# TASKS AND EXERCISES
1. In the forum thread on .40 S&W recoil, which calibers does the sentence beginning "90% of our adult male and female population" list?
2. Pick out every line of the records that contains the string "instance", matching case exactly.

# SOURCE TEXT
_ _ _ _ _

I've never seen bullet weights for 40S&W in the 115g-125g range, and it's logical to assume this is because the 9mm offers these bullet weights already. There might be some bullet manufacturers which offer these weights, but you're probably going to pay top dollar for them since the demand for them is relatively non-existent (again, who would buy these when they can get them in 9mm?). I'm certain factory target loads do not come in these grains for 40S&W, so you'll be defaulted to the popular weights (155, 165, 180) anytime you want to shoot. Incidentally, the lowest weight for 40S&W I've seen commercially is 135g, and the difference in recoil is not significantly different from the 180g. The nature of the cartridge itself revolves around high pressures pushing out a relatively large bullet, and I don't think there's any avoiding it.

As Todd put it, you're asking for the cake and wanting to eat it, too. If 40S&W recoil bothers you, then get a 9mm. Don't trust the ramblings of an "expert" whom, after hearing this, I suspect is salivating to make a sale and feeding you a load of horse manure in order to do so.


----------



## nailer (Apr 26, 2009)

That's what I'm talking about. You answered my question. Even if my info about that particular 40 ammo is correct, it"s no better than a 9mm. I get it. It would defeat the purpose of a 40, which is more power. Thanks.


----------



## wickedrider (May 1, 2009)

Here's a link that you may find of interest.

http://www.gun-tests.com/performance/apr96shoot.html


----------



## TOF (Sep 7, 2006)

90% of our adult male and female population can if they choose handle a .38, 9MM, .40S&W or .45ACP.

If you are new to shooting and as indicated have no way of trying anything before buying I reccomend you start with a 9MM in Semi Auto or .38 Revolver. If over time you feel you need more power get a second gun.

They all work for plinking/target shooting and they all work for defensive purposes.

tumbleweed


----------



## DevilsJohnson (Oct 21, 2007)

Man, any excuse to to get another one always works for me :smt023

The man speaks the truth..+1


----------



## SaltyDog (Jan 1, 2009)

nailer said:


> That's what I'm talking about. You answered my question. Even if my info about that particular 40 ammo is correct, it"s no better than a 9mm. I get it. It would defeat the purpose of a 40, which is more power. Thanks.


I love shooting the 40 S&W I have 2 of them and recoil is no issue for me. I carry the 40 in the fall and winter when I can cover it up and in the summer will be carrying a little 9mm. Literaltrance is correct - I've shot the 155, 165, and 180 grain and no difference but I've never seen the 135gr so I cannot speak on that.

Nailer consider this - if you buy a semi-auto like the Sig P229 or Glock 23 in 40 S&W and you cannot shoot well with them because of the recoil you can then purchase a 9mm drop in barrel, some new 9 mm magazines and wahlah you have a 9mm! On the other hand if you purchase a 9mm you cannot make it a 40 caliber. I only talk about the Glock and Sig because I know them - there may be others you can do this with. Just a thought.

_ _ _ _ _

# EXTRACTED RECORDS
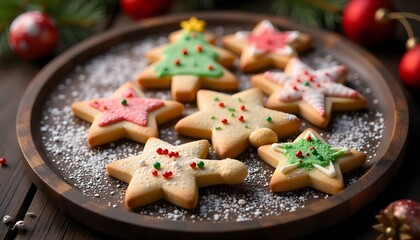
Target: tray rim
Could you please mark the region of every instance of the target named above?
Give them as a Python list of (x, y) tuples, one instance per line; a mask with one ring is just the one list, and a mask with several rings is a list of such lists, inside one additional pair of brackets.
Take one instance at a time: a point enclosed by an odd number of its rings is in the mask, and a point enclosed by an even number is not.
[[(244, 222), (229, 222), (229, 224), (226, 224), (225, 222), (195, 222), (193, 224), (194, 226), (191, 227), (189, 226), (191, 225), (189, 222), (162, 220), (131, 213), (125, 209), (110, 208), (106, 204), (100, 204), (95, 202), (92, 198), (84, 196), (79, 190), (73, 188), (66, 183), (64, 179), (56, 175), (43, 161), (41, 155), (37, 151), (36, 139), (33, 139), (32, 135), (35, 127), (32, 118), (34, 106), (39, 104), (37, 101), (42, 89), (48, 84), (53, 84), (51, 82), (54, 81), (51, 81), (50, 79), (54, 74), (59, 74), (60, 71), (65, 71), (68, 67), (71, 67), (67, 65), (68, 60), (83, 58), (84, 54), (87, 54), (86, 50), (89, 50), (89, 54), (87, 55), (95, 56), (95, 52), (99, 53), (108, 48), (104, 47), (106, 43), (121, 43), (124, 41), (122, 40), (122, 36), (141, 32), (153, 27), (165, 26), (165, 24), (168, 23), (178, 23), (180, 20), (188, 19), (190, 16), (197, 16), (207, 21), (227, 18), (227, 20), (231, 21), (242, 20), (245, 22), (256, 22), (258, 20), (268, 19), (276, 25), (287, 25), (287, 28), (300, 29), (301, 31), (308, 30), (309, 32), (309, 27), (307, 26), (293, 23), (272, 15), (236, 11), (178, 13), (142, 20), (128, 27), (108, 30), (105, 33), (98, 34), (97, 36), (77, 44), (56, 57), (45, 66), (37, 76), (35, 76), (26, 89), (18, 109), (16, 131), (19, 145), (25, 158), (24, 162), (26, 163), (25, 165), (28, 168), (31, 179), (36, 183), (37, 187), (47, 192), (48, 195), (55, 199), (55, 202), (60, 209), (71, 217), (101, 232), (120, 236), (125, 234), (134, 236), (133, 234), (139, 230), (142, 231), (142, 234), (144, 232), (151, 232), (153, 234), (153, 230), (158, 229), (163, 231), (162, 234), (168, 234), (168, 236), (170, 236), (171, 233), (183, 233), (188, 236), (191, 236), (191, 234), (199, 234), (199, 236), (202, 236), (203, 234), (213, 234), (212, 237), (214, 237), (214, 234), (224, 234), (223, 236), (226, 236), (226, 234), (237, 232), (242, 232), (244, 234), (249, 234), (250, 231), (254, 233), (261, 232), (260, 230), (277, 232), (280, 231), (280, 229), (287, 229), (294, 224), (302, 223), (305, 223), (305, 226), (308, 226), (304, 231), (306, 234), (330, 226), (345, 217), (352, 215), (364, 205), (368, 204), (368, 202), (360, 201), (363, 196), (366, 194), (370, 195), (373, 200), (388, 185), (401, 164), (401, 154), (403, 154), (402, 150), (408, 133), (408, 107), (405, 97), (398, 82), (391, 76), (379, 60), (343, 37), (329, 32), (328, 39), (327, 37), (322, 37), (324, 40), (327, 40), (331, 44), (339, 43), (352, 47), (356, 50), (355, 54), (361, 54), (366, 57), (367, 62), (375, 67), (378, 73), (380, 72), (383, 79), (387, 80), (387, 84), (394, 84), (391, 93), (395, 100), (396, 112), (392, 139), (389, 146), (387, 146), (388, 149), (384, 153), (383, 158), (375, 163), (375, 165), (363, 176), (370, 184), (362, 184), (365, 181), (357, 181), (348, 186), (344, 191), (320, 201), (320, 203), (316, 204), (316, 209), (320, 210), (320, 212), (315, 215), (310, 211), (313, 209), (308, 210), (304, 208), (299, 209), (296, 212), (282, 214), (281, 216), (263, 217), (261, 219)], [(320, 29), (312, 29), (310, 32), (312, 33), (314, 31), (317, 35), (316, 37), (321, 37), (321, 34), (325, 34), (326, 32), (325, 30)], [(403, 141), (395, 141), (396, 136), (402, 137)], [(48, 179), (45, 179), (46, 176)], [(379, 186), (376, 186), (378, 185), (378, 182), (386, 182), (386, 184), (379, 184)], [(375, 185), (375, 187), (373, 187), (373, 185)], [(347, 199), (346, 195), (352, 195), (353, 198)], [(77, 209), (77, 211), (74, 209)], [(316, 227), (314, 224), (306, 224), (306, 222), (316, 221), (316, 219), (322, 215), (328, 215), (334, 212), (344, 212), (346, 214), (340, 214), (340, 216), (334, 217), (334, 220), (324, 221)], [(86, 213), (91, 215), (89, 220), (85, 218)], [(335, 216), (337, 214), (333, 215)], [(114, 224), (114, 228), (124, 230), (115, 231), (110, 229), (109, 222)], [(322, 227), (320, 227), (320, 225), (322, 225)], [(283, 235), (283, 233), (284, 232), (282, 232), (282, 236), (287, 236), (287, 234)], [(301, 235), (302, 229), (292, 230), (288, 234), (290, 236)]]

_ _ _ _ _

# TASK SOLUTIONS
1. .38, 9MM, .40S&W, .45ACP

2.
Could you please mark the region of every instance of the target named above?
Give them as a Python list of (x, y) tuples, one instance per line; a mask with one ring is just the one list, and a mask with several rings is a list of such lists, inside one additional pair of brackets.
Take one instance at a time: a point enclosed by an odd number of its rings is in the mask, and a point enclosed by an even number is not.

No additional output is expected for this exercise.